Short task 1 ▸ According to the data platform comparison, how far back can Snowflake's time-travel feature query a table?
Short task 2 ▸ Please copy everything in the data platform comparison from "Process automation also" down to "of all chunks.".

Source ▸
Companies often need to load new data on top of existing data in a table. Key here is the correct incremental load of the new data. Depending on the requirements, this effort can involve very complex transformations (see the section on Historization below). Panoply does not offer specific support for such historization processes.
Snowflake has a similar approach to data transformations. You can use the platform’s SQL dialect to implement data transformations in the form of SQL queries and then materialize them in new tables as you see fit. In Snowflake, you get low-level control over your data objects in comparison to working with pure databases. You can create tables, indexes, views, queries, or partitions similar to other traditional database systems such as PostgreSQL, MySQL, Oracle, or DB2. On the one hand, you can create powerful queries, update and insert statements, and get fine-grained control over every aspect of your transformations.
On the other hand, however, you need to have the know-how of a database administrator to maintain the system – as would be the case with traditional databases. Further, the platform includes the advanced time-travel feature that allows you to query a table as seen at a specific point in time (up to 90 days back). In the Postgres database, this feature has been discontinued due to high-performance overhead and complexity. All this being said, however, this cloud data platform does not come with support for automated historization of data out of the box.
In Repods, you can create data transformation with the help of the so-called Data Pipes to transform data from raw data into a specific data warehouse table. Transformations are also created using PostgreSQL queries. In these queries, you do not have to re-implement data insert strategies for each transformation because the actual insert into the target table is always handled by an integrated post-process that applies complex processes such as deduplication, key generation, historization, and versioning. This allows you to focus on the business content in your transformations and not worry about database management tasks.
4. Process Automation
When you have many sources, targets, and multiple data transformation processes in between, you also have numerous dependencies. This comes with a certain run schedule logic. The automation of processes is part of every data platform and involves a variety of processes of increased complexity. Alone for the scheduling of processes, a variety of dedicated tools such as (Apache Airflow, Automate, or Control-M have been made available.
Process automation also requires you to manage the selection of data chunks that are to be processed. For instance, in an incremental load scenario, every process execution needs to incrementally pick specific chunks of source data to pass on to the target. Data Scope Management is usually implemented by a metadata-driven approach. There are dedicated metadata tables that keep track of the process state of each chunk and can be queried to coordinate the processing of all chunks.
Panoply and Snowflake do not provide any support for automation out of the box and require you to use other tools for this task.
Repods uses a data-driven approach to support process automation. The system keeps track of all dependencies and resolves them automatically. Repods even looks into the transformation results to determine the further course of action. Each Pipe in Repods can be automated to run whenever new data is available in the sources and the target is not currently blocked for the insert. Repods also comes with a built-in Scope Management process. For each combination of source and Pipe, a dedicated scope view is created to manage the next chunk to present to the pipe for processing. Scope Management can be turned off for each Source and Pipe individually. Scopes can be created based on chunk number or based on time ranges.

Source data ▸

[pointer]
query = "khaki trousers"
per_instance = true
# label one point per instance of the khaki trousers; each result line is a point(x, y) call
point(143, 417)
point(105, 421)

Complete output 1 ▸ Up to 90 days back.

Complete output 2 ▸
Process automation also requires you to manage the selection of data chunks that are to be processed. For instance, in an incremental load scenario, every process execution needs to incrementally pick specific chunks of source data to pass on to the target. Data Scope Management is usually implemented by a metadata-driven approach. There are dedicated metadata tables that keep track of the process state of each chunk and can be queried to coordinate the processing of all chunks.